:: Task to carry out ::
Find every line below that contains the string "square", where case counts, and copy each of those lines.
* begin Exercise material *
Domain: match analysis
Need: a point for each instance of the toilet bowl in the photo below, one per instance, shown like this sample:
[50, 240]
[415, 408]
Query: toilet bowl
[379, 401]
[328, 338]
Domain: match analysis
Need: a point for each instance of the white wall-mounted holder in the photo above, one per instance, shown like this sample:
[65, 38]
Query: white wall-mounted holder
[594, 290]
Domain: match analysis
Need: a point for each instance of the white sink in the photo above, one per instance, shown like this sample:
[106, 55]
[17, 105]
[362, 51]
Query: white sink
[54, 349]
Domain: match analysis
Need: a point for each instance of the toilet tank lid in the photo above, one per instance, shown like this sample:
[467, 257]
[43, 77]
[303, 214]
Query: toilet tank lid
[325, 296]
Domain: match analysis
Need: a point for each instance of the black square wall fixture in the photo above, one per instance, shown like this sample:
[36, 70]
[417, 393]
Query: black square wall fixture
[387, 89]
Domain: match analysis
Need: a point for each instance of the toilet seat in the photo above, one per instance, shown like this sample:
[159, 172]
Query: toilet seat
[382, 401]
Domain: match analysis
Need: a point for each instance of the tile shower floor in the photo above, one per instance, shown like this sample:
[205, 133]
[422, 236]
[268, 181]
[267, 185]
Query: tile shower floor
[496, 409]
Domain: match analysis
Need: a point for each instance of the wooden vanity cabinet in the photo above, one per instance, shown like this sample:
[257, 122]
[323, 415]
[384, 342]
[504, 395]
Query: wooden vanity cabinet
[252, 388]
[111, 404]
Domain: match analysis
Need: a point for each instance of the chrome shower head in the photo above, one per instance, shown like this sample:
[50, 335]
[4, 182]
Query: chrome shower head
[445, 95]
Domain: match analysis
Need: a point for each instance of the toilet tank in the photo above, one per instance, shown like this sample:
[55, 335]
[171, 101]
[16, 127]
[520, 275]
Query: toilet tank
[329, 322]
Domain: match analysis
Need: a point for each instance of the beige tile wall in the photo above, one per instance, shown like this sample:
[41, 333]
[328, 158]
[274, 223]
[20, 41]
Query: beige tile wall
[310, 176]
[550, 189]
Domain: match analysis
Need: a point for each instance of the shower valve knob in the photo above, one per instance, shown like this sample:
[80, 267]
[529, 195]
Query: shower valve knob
* end Exercise material *
:: Exercise solution ::
Need: a point for each instance of the black square wall fixture in the photo above, one per instance, shown like this sample:
Query: black square wall fixture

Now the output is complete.